Point-per-instance localization data:
══════════════════════════════

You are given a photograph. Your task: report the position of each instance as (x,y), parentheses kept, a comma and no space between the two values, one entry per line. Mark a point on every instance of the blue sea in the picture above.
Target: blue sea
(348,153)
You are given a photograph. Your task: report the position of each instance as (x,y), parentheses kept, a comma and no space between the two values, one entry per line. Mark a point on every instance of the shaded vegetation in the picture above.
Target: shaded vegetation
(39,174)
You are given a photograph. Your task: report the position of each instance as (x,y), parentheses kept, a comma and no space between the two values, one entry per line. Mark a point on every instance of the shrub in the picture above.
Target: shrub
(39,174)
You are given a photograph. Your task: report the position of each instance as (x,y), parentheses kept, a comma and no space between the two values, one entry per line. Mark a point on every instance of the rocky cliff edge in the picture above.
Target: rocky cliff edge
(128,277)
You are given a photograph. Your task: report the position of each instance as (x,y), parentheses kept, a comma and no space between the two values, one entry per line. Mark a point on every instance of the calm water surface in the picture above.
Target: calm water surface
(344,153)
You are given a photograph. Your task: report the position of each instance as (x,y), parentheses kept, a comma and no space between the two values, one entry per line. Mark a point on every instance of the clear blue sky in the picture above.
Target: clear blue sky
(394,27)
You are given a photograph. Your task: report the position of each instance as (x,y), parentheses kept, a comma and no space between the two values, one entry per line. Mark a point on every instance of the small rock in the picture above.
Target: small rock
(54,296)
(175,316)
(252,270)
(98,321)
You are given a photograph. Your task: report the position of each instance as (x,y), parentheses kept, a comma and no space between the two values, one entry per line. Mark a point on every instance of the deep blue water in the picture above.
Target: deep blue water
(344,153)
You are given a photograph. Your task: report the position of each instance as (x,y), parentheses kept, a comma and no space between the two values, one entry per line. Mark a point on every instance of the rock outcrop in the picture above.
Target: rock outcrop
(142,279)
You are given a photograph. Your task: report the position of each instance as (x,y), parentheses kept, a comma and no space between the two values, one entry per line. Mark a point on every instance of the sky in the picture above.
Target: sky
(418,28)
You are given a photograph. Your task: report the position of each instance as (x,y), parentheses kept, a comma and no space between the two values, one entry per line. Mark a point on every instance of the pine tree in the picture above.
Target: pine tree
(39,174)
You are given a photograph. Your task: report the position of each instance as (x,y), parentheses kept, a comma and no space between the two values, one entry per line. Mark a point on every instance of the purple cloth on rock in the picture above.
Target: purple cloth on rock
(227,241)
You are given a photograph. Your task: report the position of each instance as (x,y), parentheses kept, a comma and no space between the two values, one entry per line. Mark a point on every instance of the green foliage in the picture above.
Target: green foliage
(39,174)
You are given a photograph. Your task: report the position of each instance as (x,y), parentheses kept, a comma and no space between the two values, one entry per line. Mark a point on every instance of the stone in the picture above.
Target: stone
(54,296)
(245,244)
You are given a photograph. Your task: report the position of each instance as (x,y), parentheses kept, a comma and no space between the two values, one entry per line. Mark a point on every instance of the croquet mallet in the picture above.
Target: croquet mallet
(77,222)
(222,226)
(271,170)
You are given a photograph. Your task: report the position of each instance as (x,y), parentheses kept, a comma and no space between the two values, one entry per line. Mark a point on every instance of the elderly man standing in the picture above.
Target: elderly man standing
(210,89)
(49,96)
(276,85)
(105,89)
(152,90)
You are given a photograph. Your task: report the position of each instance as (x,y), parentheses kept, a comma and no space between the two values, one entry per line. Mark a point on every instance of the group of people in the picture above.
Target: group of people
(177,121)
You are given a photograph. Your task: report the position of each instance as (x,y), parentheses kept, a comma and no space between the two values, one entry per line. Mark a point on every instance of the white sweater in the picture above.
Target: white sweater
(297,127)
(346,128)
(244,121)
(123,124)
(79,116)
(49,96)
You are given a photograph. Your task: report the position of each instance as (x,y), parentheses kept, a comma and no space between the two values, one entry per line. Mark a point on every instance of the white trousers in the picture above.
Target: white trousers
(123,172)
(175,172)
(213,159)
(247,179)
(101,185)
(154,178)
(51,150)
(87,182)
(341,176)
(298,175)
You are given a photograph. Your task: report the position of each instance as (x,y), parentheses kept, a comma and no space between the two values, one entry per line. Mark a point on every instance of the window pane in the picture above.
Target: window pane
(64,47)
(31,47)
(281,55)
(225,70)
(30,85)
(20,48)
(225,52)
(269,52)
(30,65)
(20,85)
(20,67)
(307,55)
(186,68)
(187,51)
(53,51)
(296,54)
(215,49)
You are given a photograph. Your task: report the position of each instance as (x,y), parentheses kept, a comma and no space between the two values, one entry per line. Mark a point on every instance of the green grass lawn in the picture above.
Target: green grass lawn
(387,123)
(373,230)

══════════════════════════════

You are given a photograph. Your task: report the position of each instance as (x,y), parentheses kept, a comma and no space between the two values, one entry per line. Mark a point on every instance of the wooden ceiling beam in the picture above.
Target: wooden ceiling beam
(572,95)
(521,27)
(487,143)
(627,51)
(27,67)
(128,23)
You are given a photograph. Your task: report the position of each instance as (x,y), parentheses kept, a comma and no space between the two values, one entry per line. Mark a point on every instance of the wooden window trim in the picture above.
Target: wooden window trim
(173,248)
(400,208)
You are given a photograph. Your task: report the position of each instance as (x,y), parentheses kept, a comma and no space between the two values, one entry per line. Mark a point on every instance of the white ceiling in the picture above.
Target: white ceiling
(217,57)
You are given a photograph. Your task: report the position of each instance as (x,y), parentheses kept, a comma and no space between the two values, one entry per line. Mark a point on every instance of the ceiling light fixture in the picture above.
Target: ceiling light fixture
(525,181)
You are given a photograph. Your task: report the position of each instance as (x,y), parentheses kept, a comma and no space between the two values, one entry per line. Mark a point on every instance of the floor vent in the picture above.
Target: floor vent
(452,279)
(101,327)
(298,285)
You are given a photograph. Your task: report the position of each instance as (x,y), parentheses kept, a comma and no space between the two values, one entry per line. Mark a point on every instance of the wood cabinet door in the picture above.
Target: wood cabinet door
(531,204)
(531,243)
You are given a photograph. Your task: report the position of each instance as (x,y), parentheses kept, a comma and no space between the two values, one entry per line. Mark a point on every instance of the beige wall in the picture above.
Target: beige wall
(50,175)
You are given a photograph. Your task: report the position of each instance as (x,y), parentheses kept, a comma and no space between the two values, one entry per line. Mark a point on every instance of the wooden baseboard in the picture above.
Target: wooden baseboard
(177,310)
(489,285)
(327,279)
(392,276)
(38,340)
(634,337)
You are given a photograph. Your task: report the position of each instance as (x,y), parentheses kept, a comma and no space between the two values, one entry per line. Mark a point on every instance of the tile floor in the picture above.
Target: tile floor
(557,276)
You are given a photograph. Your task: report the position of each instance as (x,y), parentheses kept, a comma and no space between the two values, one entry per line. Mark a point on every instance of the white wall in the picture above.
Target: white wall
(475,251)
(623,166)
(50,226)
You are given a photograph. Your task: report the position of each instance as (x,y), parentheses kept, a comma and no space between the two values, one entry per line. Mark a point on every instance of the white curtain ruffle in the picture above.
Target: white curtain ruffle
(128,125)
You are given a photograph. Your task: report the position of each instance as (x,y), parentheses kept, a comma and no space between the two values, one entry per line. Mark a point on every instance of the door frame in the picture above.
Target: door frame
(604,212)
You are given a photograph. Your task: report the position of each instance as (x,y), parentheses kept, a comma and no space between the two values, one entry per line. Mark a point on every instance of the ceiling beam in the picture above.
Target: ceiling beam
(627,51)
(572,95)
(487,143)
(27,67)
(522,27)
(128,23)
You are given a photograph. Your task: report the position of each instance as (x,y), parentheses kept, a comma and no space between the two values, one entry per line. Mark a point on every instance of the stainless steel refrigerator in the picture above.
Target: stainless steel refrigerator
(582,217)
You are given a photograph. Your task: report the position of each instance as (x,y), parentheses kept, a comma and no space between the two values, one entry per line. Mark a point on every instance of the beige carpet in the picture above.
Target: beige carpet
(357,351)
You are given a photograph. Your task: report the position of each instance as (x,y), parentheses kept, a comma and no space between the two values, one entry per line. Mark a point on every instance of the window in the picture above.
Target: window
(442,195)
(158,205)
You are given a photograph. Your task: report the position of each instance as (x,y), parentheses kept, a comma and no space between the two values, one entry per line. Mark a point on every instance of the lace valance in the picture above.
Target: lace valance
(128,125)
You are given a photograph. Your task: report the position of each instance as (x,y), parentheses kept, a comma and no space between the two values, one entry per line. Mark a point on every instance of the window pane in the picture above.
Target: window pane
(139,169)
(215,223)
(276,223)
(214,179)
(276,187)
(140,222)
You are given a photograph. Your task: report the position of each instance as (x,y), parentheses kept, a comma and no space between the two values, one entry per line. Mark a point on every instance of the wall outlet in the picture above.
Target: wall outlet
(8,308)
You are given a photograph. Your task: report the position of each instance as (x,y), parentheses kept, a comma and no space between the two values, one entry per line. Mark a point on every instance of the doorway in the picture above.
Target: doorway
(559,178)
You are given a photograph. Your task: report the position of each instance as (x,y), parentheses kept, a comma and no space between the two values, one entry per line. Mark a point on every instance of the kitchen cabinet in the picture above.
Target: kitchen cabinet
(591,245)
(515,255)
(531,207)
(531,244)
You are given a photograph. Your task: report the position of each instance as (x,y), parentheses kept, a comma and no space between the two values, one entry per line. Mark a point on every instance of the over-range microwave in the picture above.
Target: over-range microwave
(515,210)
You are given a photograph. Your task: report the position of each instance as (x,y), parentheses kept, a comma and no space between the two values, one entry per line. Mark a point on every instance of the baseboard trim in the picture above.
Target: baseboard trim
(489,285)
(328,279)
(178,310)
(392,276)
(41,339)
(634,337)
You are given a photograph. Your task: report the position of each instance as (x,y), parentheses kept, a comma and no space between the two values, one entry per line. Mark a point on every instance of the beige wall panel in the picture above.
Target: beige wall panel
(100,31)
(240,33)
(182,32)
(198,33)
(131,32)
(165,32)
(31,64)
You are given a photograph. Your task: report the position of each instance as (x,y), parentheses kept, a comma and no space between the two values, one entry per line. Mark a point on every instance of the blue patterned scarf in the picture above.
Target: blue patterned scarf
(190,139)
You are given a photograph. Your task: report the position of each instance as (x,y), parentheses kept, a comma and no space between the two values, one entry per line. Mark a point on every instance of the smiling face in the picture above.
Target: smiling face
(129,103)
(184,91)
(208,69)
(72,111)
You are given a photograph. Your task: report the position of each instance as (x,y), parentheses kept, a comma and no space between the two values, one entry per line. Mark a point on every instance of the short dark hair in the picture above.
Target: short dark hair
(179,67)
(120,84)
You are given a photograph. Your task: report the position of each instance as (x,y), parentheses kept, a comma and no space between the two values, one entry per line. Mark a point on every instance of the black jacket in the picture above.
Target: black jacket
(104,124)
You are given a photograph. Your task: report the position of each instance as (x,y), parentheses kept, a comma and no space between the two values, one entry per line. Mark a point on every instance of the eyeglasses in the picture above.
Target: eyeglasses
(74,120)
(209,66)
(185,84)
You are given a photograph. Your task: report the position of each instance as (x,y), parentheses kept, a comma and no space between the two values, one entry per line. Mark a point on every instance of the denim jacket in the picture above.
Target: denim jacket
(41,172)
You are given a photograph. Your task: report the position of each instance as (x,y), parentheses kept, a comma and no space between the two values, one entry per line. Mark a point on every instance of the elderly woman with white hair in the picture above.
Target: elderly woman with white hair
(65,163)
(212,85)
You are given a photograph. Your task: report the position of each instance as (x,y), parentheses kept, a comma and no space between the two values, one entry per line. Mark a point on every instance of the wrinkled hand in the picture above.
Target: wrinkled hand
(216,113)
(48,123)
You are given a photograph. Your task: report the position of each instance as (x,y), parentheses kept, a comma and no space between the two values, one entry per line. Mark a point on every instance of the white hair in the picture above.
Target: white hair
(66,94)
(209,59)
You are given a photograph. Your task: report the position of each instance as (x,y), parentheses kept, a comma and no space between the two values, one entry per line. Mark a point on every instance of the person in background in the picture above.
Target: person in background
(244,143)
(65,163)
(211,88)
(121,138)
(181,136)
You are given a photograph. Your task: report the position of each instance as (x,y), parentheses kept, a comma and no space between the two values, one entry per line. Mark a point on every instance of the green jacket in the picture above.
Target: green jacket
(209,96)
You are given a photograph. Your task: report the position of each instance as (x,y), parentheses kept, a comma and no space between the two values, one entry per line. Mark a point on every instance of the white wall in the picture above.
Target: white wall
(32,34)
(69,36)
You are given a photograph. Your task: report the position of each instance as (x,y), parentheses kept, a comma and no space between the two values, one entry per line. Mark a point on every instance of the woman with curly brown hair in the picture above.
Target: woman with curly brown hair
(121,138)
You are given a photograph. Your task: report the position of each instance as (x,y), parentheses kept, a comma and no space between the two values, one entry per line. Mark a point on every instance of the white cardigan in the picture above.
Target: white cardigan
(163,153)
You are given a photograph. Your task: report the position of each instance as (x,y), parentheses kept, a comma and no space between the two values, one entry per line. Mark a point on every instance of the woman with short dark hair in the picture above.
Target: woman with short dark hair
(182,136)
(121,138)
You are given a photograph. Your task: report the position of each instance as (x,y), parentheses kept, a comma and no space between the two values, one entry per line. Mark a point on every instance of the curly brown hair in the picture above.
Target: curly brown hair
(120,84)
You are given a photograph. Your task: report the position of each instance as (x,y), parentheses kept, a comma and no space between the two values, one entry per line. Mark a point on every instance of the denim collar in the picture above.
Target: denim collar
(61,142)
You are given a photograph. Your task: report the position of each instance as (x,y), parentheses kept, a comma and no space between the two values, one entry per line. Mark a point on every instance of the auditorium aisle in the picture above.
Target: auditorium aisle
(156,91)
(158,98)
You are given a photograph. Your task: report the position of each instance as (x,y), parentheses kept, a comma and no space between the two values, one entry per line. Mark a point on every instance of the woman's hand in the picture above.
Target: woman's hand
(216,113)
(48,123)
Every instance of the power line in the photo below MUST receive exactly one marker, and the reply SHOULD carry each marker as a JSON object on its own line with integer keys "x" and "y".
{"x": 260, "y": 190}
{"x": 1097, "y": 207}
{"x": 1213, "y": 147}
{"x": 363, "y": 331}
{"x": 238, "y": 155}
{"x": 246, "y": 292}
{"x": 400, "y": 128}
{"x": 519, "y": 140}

══════════════════════════════

• [Exercise prompt] Of the entries above, transcribe exactly those lines that fall between the line containing "Target: wooden window trim" and the line containing "ceiling in the picture above.", together with those two lines.

• [Exercise answer]
Target: wooden window trim
(173,248)
(400,208)
You are given a photograph. Your task: report the position of each instance as (x,y), parentheses kept, a comma and no space between the two values, one entry per line. Mark a point on every instance of the white ceiling in the picture above.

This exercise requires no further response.